Actividad 1: Copia el texto sobre el rol de víctima desde "Y fue hasta" hasta "los demás. Punto.", pero cambia "hija" por "hermana".
Actividad 2: Por favor, sigue escribiendo el texto sobre el rol de víctima a partir de su última oración.

Texto mostrado:
Perdí muchos años, esos años que uno emplea para crearse un futuro, en bajar la cabeza por temor a lo que decían otros. Y por ese rol de víctima que aprendí desde pequeña, por ser parte de esas familias que Erich Fromm describe muy bien, en donde, o eres una víctima o eres un agresor, yo, con mi rol de víctima bajo el brazo, atraje a mi vida personas que tenían un rol de agresores, que aprendieron a su vez de la mano de sus propias familias.
Y fue hasta que estuve muy grande, muy vieja dirían algunos, que lo comprendí.
Yo toqué fondo en mi propia vida. Y llegó el momento en que mi vida era como estar hundida en un hueco con todas sus paredes lisas: no tenía de dónde agarrarme para salir. Y fue mi hija quien me tendió una mano.
Y un día, caminando por la calle de Atocha, en España, en que miré mi reflejo en el escaparate de una tienda, cuando vi que caminaba diferente, que miraba a los demás diferente, que me sentía feliz, fue cuando comprendí muy adentro de mi corazón, que yo era igual a los demás. Punto.

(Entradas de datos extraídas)
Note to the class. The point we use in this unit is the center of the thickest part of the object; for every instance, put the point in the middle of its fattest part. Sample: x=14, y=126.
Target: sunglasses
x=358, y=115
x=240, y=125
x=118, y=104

Espacio de respuesta 1:
Y fue hasta que estuve muy grande, muy vieja dirían algunos, que lo comprendí.
Yo toqué fondo en mi propia vida. Y llegó el momento en que mi vida era como estar hundida en un hueco con todas sus paredes lisas: no tenía de dónde agarrarme para salir. Y fue mi hermana quien me tendió una mano.
Y un día, caminando por la calle de Atocha, en España, en que miré mi reflejo en el escaparate de una tienda, cuando vi que caminaba diferente, que miraba a los demás diferente, que me sentía feliz, fue cuando comprendí muy adentro de mi corazón, que yo era igual a los demás. Punto.

Espacio de respuesta 2:
No era que yo no hacía nada antes de ese momento. No me mal interpreten. Hice muchas cosas. Pero las hice desde mi posición de víctima. De huérfana de la vida. Y claro, las personas que llegaban a mi vida, llegaban por eso mismo… Dicen los alquimistas: “¿Por qué si quiero tener oro, lo único que obtengo es plata? ¿Por qué?”
Seguí terapia muchos años. Estudié 2 carreras. Me inicié en la filosofía hermética y tuve un maestro, pero fue en la calle de Atocha, muchos años después, que me desperté.
Hoy, quiero acompañar a las personas que quieran cambiar sus vidas. Y decirles que el tiempo no se acaba. Que las oportunidades uno las busca y si no las encuentra, se las inventa. Como yo lo he hecho.